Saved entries

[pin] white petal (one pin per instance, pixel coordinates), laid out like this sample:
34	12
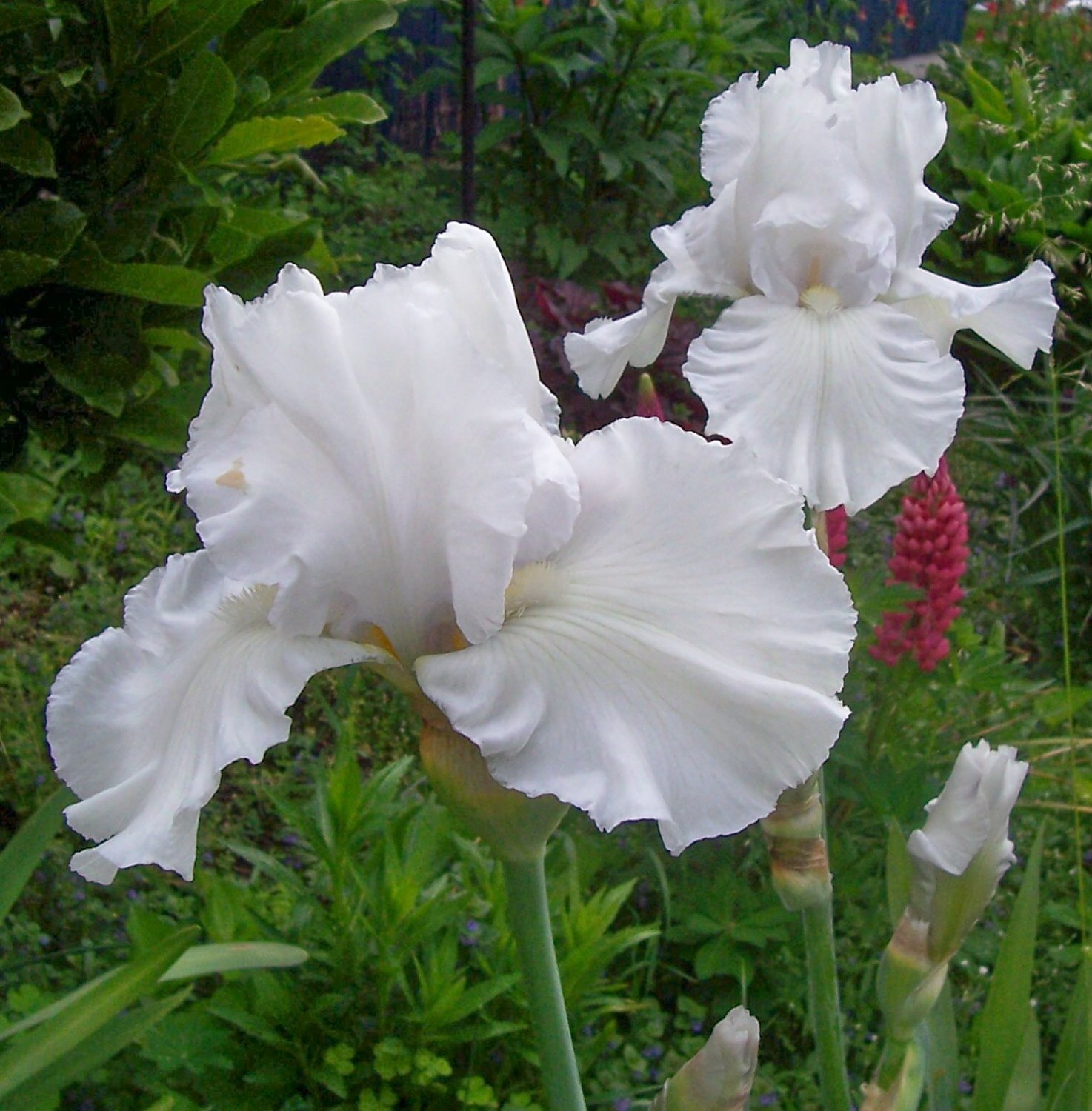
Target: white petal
705	253
1016	316
144	719
896	131
827	68
601	353
729	130
822	238
842	406
377	453
971	813
676	659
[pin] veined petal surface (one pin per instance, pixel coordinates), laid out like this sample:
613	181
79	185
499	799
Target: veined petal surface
144	719
1016	316
676	659
842	404
382	456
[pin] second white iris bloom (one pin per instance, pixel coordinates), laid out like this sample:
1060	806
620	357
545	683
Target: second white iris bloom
832	364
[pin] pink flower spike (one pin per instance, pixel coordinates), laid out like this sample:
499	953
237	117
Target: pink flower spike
836	519
929	553
647	402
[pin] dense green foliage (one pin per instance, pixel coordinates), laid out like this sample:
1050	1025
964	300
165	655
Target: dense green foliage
120	131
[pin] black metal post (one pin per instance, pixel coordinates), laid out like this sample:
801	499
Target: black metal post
469	110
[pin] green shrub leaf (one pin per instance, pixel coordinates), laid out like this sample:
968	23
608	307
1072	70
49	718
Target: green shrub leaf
296	57
19	269
267	133
198	106
348	108
188	24
24	150
11	110
147	281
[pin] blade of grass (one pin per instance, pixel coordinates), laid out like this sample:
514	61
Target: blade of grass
1071	1080
999	1037
22	853
55	1040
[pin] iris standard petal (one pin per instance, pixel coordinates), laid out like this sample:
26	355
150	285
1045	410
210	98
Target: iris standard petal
380	455
896	131
678	659
144	719
729	130
605	348
1016	316
843	404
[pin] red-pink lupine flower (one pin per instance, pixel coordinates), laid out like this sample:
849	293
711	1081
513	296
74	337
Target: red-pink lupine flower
930	553
836	536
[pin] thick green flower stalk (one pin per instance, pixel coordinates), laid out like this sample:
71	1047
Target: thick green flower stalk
800	870
959	857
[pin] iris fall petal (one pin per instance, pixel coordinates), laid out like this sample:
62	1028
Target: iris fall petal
144	719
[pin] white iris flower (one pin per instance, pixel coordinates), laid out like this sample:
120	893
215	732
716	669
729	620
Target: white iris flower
638	624
832	364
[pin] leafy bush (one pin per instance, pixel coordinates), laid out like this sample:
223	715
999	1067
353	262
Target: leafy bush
589	110
120	126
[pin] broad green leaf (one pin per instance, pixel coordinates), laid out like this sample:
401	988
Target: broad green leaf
147	281
988	99
267	133
101	355
191	24
24	150
18	269
11	110
40	227
160	422
942	1055
93	1052
15	17
999	1035
22	853
178	339
1071	1079
1025	1086
124	21
233	957
348	108
899	873
198	106
51	1046
24	498
296	57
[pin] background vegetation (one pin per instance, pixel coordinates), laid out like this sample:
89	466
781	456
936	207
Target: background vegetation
136	166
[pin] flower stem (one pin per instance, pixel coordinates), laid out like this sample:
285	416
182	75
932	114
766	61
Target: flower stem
529	920
823	1004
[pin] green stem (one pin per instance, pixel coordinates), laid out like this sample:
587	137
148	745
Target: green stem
529	920
823	1006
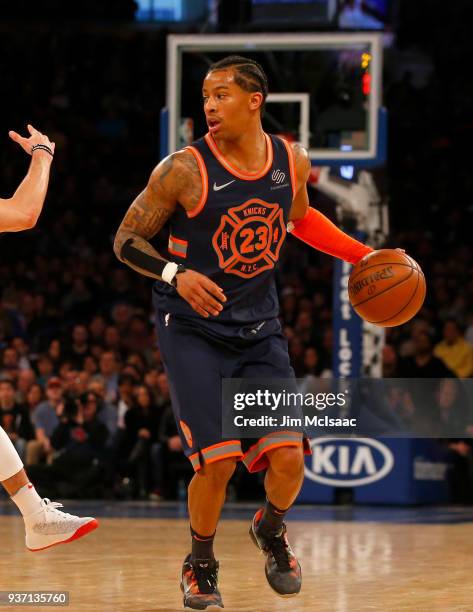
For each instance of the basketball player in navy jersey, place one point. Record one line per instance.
(231, 197)
(45, 525)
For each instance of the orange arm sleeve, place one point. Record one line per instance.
(319, 232)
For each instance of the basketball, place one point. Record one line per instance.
(386, 288)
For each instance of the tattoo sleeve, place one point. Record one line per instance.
(146, 217)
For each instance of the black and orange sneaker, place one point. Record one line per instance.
(282, 568)
(199, 584)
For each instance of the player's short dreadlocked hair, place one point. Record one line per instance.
(249, 75)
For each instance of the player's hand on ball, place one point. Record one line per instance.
(27, 143)
(200, 292)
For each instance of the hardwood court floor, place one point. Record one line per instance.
(133, 564)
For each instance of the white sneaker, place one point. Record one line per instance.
(50, 526)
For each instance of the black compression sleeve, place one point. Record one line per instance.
(142, 260)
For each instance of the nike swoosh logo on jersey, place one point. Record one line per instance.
(218, 187)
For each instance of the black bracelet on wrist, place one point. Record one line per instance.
(43, 148)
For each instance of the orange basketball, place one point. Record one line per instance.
(386, 288)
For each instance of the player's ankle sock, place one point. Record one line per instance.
(202, 546)
(272, 519)
(27, 499)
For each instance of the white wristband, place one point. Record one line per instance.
(169, 272)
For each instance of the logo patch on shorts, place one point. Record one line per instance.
(187, 433)
(249, 238)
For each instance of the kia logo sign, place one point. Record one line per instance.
(348, 462)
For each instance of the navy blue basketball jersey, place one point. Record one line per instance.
(234, 236)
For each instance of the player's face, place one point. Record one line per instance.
(228, 108)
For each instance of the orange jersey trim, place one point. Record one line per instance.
(205, 182)
(219, 457)
(245, 176)
(251, 467)
(178, 240)
(219, 444)
(292, 166)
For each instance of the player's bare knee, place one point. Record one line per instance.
(219, 471)
(287, 460)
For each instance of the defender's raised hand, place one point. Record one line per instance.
(40, 142)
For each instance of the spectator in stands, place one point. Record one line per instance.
(34, 397)
(423, 364)
(9, 366)
(108, 372)
(25, 379)
(455, 351)
(78, 440)
(14, 418)
(141, 433)
(79, 347)
(45, 368)
(45, 420)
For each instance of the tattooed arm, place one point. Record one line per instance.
(300, 204)
(147, 215)
(175, 181)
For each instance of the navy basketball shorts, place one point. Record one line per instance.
(195, 364)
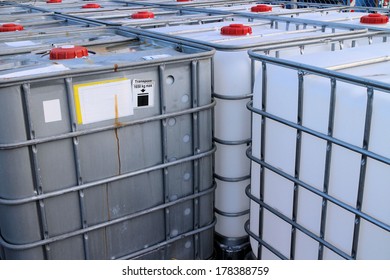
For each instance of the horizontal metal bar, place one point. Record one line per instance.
(319, 135)
(262, 242)
(106, 180)
(232, 97)
(320, 71)
(103, 225)
(160, 245)
(230, 214)
(104, 128)
(314, 190)
(295, 225)
(232, 180)
(232, 143)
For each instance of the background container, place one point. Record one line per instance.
(232, 81)
(108, 155)
(320, 158)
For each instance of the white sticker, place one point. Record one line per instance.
(143, 93)
(20, 44)
(104, 100)
(35, 71)
(52, 110)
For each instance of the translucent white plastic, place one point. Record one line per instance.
(232, 89)
(345, 165)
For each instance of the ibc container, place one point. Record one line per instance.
(376, 21)
(320, 155)
(106, 151)
(150, 17)
(10, 8)
(65, 7)
(22, 25)
(232, 82)
(258, 8)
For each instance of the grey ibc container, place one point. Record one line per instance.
(108, 156)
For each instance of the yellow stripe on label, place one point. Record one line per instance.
(76, 95)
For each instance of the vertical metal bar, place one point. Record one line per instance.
(75, 142)
(196, 150)
(262, 155)
(363, 169)
(164, 148)
(298, 146)
(35, 167)
(328, 160)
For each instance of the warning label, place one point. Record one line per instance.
(143, 93)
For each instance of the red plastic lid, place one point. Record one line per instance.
(236, 29)
(261, 8)
(9, 27)
(91, 6)
(68, 52)
(142, 14)
(374, 19)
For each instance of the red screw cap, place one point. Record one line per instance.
(68, 52)
(374, 19)
(142, 14)
(91, 6)
(261, 8)
(236, 29)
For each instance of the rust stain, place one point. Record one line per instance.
(117, 124)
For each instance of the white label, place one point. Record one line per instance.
(105, 100)
(36, 71)
(52, 110)
(20, 44)
(143, 93)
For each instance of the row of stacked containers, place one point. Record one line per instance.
(193, 130)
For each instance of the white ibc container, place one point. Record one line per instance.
(376, 21)
(232, 90)
(65, 7)
(9, 8)
(148, 17)
(320, 156)
(262, 9)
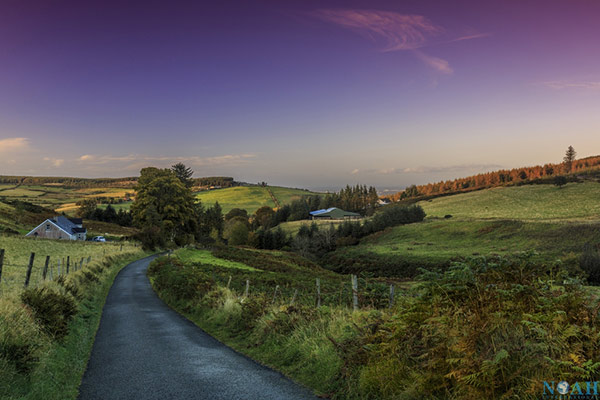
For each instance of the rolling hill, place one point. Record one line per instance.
(250, 198)
(554, 222)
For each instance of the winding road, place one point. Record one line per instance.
(144, 350)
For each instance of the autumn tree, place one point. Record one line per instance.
(569, 158)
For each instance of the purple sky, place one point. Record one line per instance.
(301, 93)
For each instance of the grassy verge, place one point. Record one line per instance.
(58, 364)
(491, 328)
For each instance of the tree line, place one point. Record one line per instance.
(539, 173)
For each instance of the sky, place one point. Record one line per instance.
(314, 94)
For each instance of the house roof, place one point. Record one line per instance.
(69, 226)
(333, 212)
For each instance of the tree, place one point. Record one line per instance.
(162, 202)
(264, 216)
(236, 233)
(184, 174)
(87, 207)
(569, 158)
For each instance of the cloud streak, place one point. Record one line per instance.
(13, 144)
(561, 85)
(137, 161)
(393, 31)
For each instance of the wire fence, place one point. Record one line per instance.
(41, 268)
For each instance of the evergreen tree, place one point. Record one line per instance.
(569, 158)
(184, 174)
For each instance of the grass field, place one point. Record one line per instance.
(292, 227)
(18, 250)
(59, 198)
(573, 202)
(249, 198)
(554, 222)
(206, 257)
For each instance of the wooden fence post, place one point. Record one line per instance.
(354, 292)
(1, 263)
(275, 295)
(318, 292)
(29, 268)
(45, 271)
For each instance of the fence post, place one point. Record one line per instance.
(354, 292)
(1, 263)
(275, 295)
(29, 268)
(45, 272)
(247, 288)
(318, 292)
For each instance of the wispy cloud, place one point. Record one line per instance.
(440, 65)
(393, 31)
(561, 85)
(13, 144)
(133, 162)
(56, 162)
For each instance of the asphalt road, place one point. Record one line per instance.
(144, 351)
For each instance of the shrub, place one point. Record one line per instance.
(21, 339)
(53, 309)
(589, 262)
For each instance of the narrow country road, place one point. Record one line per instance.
(144, 351)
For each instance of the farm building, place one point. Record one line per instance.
(333, 213)
(60, 228)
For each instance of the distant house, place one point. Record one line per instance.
(333, 213)
(60, 228)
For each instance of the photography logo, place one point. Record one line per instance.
(574, 391)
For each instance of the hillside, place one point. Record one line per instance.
(574, 201)
(586, 168)
(556, 223)
(250, 198)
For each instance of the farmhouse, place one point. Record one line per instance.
(333, 213)
(60, 228)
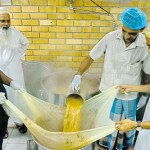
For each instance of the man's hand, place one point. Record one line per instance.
(126, 125)
(76, 83)
(2, 97)
(16, 86)
(142, 102)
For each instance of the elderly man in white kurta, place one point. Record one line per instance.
(126, 55)
(13, 45)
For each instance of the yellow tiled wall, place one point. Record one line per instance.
(63, 36)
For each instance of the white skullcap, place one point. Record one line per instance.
(4, 10)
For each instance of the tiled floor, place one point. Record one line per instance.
(15, 140)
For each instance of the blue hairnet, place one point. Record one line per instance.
(133, 18)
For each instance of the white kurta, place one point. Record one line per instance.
(13, 45)
(143, 139)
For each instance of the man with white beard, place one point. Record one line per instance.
(13, 45)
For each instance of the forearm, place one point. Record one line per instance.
(5, 79)
(136, 88)
(85, 65)
(145, 125)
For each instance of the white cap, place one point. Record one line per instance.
(4, 10)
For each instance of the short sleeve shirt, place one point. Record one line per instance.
(122, 65)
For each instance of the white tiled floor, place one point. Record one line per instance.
(15, 140)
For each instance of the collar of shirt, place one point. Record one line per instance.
(139, 42)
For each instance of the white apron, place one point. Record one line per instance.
(10, 62)
(143, 139)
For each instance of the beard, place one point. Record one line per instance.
(5, 28)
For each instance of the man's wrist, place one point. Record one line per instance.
(138, 128)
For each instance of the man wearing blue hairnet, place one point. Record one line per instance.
(125, 56)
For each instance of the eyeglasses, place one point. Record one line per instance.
(4, 21)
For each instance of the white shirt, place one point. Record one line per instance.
(121, 65)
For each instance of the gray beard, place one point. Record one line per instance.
(5, 28)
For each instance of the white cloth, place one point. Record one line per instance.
(143, 139)
(121, 65)
(4, 10)
(13, 45)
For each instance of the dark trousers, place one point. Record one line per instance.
(1, 142)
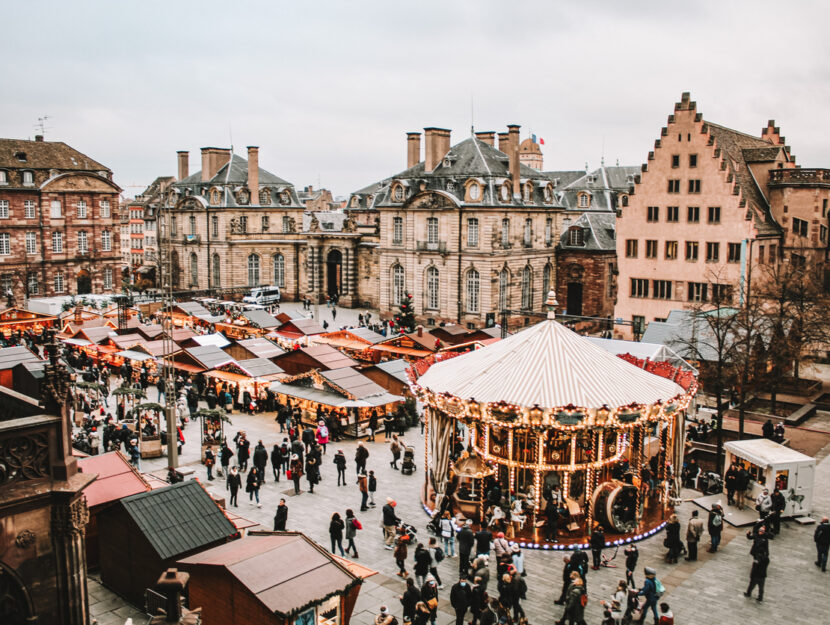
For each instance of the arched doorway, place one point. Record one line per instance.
(334, 272)
(83, 282)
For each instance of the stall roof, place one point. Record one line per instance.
(209, 355)
(309, 574)
(262, 348)
(179, 518)
(764, 452)
(261, 319)
(12, 356)
(116, 478)
(259, 367)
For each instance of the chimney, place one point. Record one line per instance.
(513, 131)
(171, 584)
(253, 173)
(184, 163)
(488, 137)
(413, 149)
(437, 145)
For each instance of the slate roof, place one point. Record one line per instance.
(598, 232)
(46, 155)
(178, 519)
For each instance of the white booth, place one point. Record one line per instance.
(772, 466)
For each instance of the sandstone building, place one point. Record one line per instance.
(59, 229)
(710, 205)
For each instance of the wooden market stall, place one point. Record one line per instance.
(239, 582)
(343, 392)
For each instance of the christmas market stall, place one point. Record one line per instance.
(344, 393)
(562, 421)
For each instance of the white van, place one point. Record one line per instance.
(263, 295)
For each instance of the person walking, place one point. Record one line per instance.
(822, 539)
(597, 542)
(389, 521)
(336, 526)
(694, 530)
(340, 463)
(448, 530)
(363, 486)
(281, 516)
(296, 472)
(409, 599)
(466, 539)
(461, 596)
(715, 526)
(352, 525)
(234, 484)
(361, 455)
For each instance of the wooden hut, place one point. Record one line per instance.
(272, 578)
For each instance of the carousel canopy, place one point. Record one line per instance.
(549, 365)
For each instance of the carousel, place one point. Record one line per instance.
(546, 428)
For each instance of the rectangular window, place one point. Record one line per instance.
(472, 232)
(691, 250)
(698, 291)
(639, 287)
(693, 214)
(432, 231)
(661, 289)
(397, 231)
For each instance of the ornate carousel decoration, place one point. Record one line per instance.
(544, 415)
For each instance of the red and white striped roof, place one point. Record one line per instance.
(549, 365)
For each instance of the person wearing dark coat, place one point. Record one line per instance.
(276, 461)
(461, 596)
(281, 517)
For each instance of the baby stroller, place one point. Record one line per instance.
(408, 465)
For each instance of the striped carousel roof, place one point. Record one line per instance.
(549, 365)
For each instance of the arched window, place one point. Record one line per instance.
(527, 291)
(504, 285)
(253, 270)
(432, 288)
(279, 270)
(472, 291)
(216, 271)
(546, 273)
(194, 269)
(398, 285)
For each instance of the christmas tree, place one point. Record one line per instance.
(406, 320)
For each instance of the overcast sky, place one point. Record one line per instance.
(329, 89)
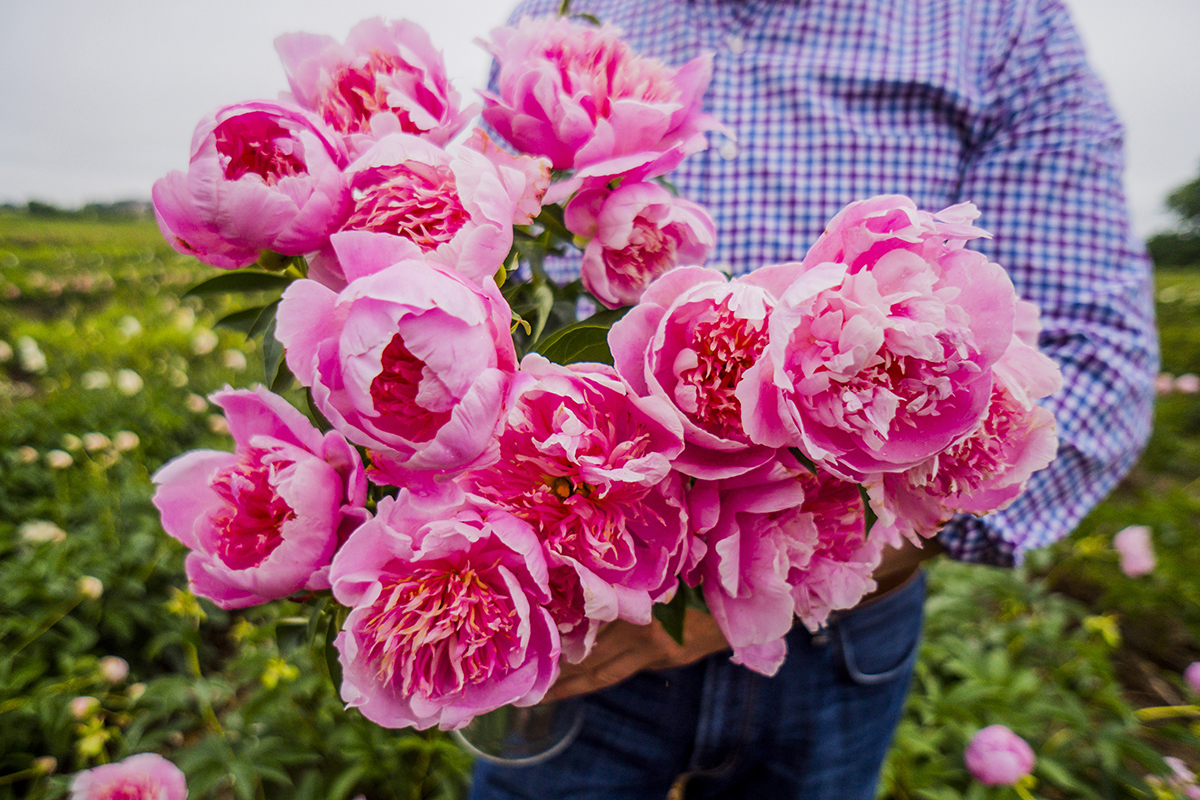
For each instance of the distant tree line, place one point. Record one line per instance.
(107, 211)
(1181, 246)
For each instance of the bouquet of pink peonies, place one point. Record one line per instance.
(480, 481)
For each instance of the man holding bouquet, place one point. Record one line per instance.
(823, 103)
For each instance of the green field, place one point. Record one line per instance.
(103, 372)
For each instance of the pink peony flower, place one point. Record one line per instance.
(448, 618)
(588, 465)
(411, 360)
(1187, 384)
(637, 232)
(779, 542)
(264, 521)
(1192, 677)
(385, 79)
(989, 468)
(580, 96)
(145, 776)
(263, 175)
(453, 208)
(689, 342)
(999, 757)
(1135, 551)
(881, 355)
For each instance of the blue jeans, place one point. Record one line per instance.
(817, 731)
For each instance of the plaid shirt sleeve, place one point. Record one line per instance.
(1047, 175)
(947, 101)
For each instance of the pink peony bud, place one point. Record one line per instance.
(1137, 551)
(449, 615)
(1188, 383)
(989, 468)
(1192, 675)
(114, 668)
(387, 78)
(583, 461)
(83, 707)
(689, 342)
(999, 757)
(580, 96)
(91, 587)
(637, 232)
(264, 521)
(778, 543)
(411, 360)
(455, 208)
(880, 354)
(147, 776)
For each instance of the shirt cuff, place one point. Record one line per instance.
(969, 539)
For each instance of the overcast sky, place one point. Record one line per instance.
(97, 100)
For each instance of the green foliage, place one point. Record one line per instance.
(241, 701)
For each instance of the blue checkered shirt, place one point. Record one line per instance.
(946, 101)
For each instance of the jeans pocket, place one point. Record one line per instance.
(880, 641)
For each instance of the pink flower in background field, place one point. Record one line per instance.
(779, 542)
(588, 465)
(145, 776)
(580, 96)
(688, 342)
(451, 208)
(999, 757)
(881, 356)
(1192, 677)
(114, 668)
(637, 232)
(448, 618)
(262, 522)
(385, 79)
(263, 175)
(411, 360)
(1135, 551)
(988, 469)
(1182, 779)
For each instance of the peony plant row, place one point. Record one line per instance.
(479, 482)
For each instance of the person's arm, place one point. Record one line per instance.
(1047, 179)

ABOUT THIS EXERCISE | Repeat exactly the lines from the one containing "For each instance of the pink flower" through the last line of the records above, both included, and nothing else.

RESPONSE TO THIS TASK |
For each instance of the pink flower in background field, place one point. Record one line per instance.
(779, 542)
(588, 465)
(145, 776)
(580, 96)
(688, 342)
(451, 208)
(999, 757)
(881, 356)
(1192, 677)
(114, 668)
(637, 232)
(448, 618)
(262, 522)
(385, 79)
(263, 175)
(411, 360)
(1135, 551)
(988, 469)
(1182, 779)
For each instance of the peony plant row, place one point. Record one line per instance.
(479, 482)
For each instance of the person's arm, place one point. Record one line per instance.
(1047, 179)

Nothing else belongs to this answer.